Problem to work on: Every line of the records below from the line with "For every instance of the shadow" up to and including the line with "For every instance of the man" must be reproduced exactly, and no line outside that range.

Input data:
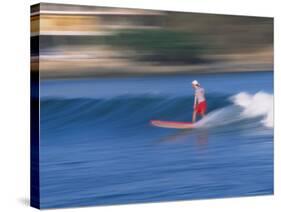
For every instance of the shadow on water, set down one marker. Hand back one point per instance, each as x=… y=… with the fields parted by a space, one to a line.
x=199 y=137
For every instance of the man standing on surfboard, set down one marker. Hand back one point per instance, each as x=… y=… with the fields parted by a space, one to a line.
---
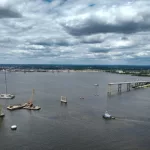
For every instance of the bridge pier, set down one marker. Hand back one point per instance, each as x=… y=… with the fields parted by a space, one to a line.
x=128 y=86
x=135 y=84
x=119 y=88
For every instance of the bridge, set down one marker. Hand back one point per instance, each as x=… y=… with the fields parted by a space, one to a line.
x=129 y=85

Result below:
For every instance of the shadow on water, set down one marker. Hand back one point per instance, each as x=… y=… with the fields parted by a space, one to a line.
x=199 y=137
For every instance of the man standing on surfboard, set down one marker. Hand back one point per instance, each as x=… y=… with the fields parted by a space, one to a line.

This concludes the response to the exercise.